* Task directions
Write the next part of the passage on how the derivative du/dδ behaves under DCT perturbation, picking up after its last equation.

The Property of ${du}/{d\delta }$ Due to DCT Perturbation. In this case, all the pixels are perturbed simultaneously. Specifically, the perturbation direction $\textbf{q}$ is defined by

$$\begin{aligned} q_{i+1} = \sqrt{\frac{2}{N}}\cos \left( \frac{(2i+1)n\pi }{2N}\right) , \ q_{i+2} = \sqrt{\frac{2}{N}}\cos \left( \frac{(2i+3)n\pi }{2N}\right) , \\ q_{i+3} = \sqrt{\frac{2}{N}}\cos \left( \frac{(2i+5)n\pi }{2N}\right) , \ q_{i+4} = \sqrt{\frac{2}{N}}\cos \left( \frac{(2i+7)n\pi }{2N}\right) , \end{aligned}$$

where $n\in \{0,\ldots ,N-1\}$ is the selected frequency and N is the total signal length. Then, the derivative ${du}/{d\delta }$ is represented by

$$ \begin{aligned} \frac{du}{d\delta }(\delta )&= \frac{\partial u}{\partial z_2} \frac{\partial z_2}{\partial y_2}( w_1 q_{i+1} + w_2 q_{i+2} + w_3 q_{i+3}) \\&\quad + \frac{\partial u}{\partial z_3} \frac{\partial z_3}{\partial y_3} ( w_1 q_{i+2} + w_2 q_{i+3} + w_3 q_{i+4}). \end{aligned} $$

Therefore, ${du}/{d\delta }$ can only choose values from the set

$$\begin{aligned} \begin{aligned}&\frac{du}{d\delta }(\delta ) \in \big \{w_1 q_{i+1} + w_2 q_{i+2} + w_3 q_{i+3},\, w_1 q_{i+2} + w_2 q_{i+3} + w_3 q_{i+4},\, 0 \big \}. \end{aligned} \end{aligned}$$

(9)

* Records
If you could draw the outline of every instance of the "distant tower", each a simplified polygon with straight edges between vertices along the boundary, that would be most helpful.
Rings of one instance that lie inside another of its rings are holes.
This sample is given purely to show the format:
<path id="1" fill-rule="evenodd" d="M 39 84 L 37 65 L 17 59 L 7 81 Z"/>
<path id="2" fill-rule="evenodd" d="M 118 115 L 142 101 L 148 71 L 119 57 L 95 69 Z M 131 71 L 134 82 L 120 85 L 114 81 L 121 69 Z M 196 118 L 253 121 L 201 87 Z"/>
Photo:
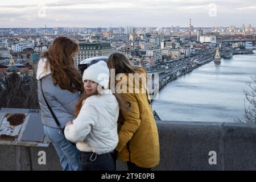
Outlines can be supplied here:
<path id="1" fill-rule="evenodd" d="M 189 32 L 188 35 L 188 39 L 191 38 L 191 19 L 189 19 Z"/>
<path id="2" fill-rule="evenodd" d="M 11 50 L 10 51 L 10 63 L 9 66 L 13 66 L 15 64 L 14 59 L 13 58 L 12 51 Z"/>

* Task result
As opposed to the pixel perturbation case in Eq. (7), the potential “jumps” of $du/d\delta $ in the DCT domain is much smaller. In fact, the maximum jump size

$$\begin{aligned} \begin{aligned} \Big |\frac{du}{d\delta }(\alpha ) - \frac{du}{d\delta }(\beta )\Big |&\le \frac{2\sqrt{2}}{\sqrt{N}} \sin \left( \frac{n\pi }{2N}\right) \Bigg [w_1\sin \left( \frac{(i+1)n\pi }{N}\right) \\&\quad + w_2\sin \left( \frac{(i+2)n\pi }{N}\right) + w_3\sin \left( \frac{(i+3)n\pi }{N}\right) \Bigg ], \end{aligned} \end{aligned}$$

(10)

where $\alpha \ne \beta $. When perturbing low-frequency modes, i.e., n is small, suggested in [15, 30], Eq. (10) can be bounded by $\frac{2\sqrt{2}}{\sqrt{N}} |\sin \left( \frac{n\pi }{2N}\right) |(|w_1| + |w_2| + |w_3|)$. It is easy to see that this bound is much smaller than the one in Eq. (8) due to the appearance of N (the signal length) in the denominators.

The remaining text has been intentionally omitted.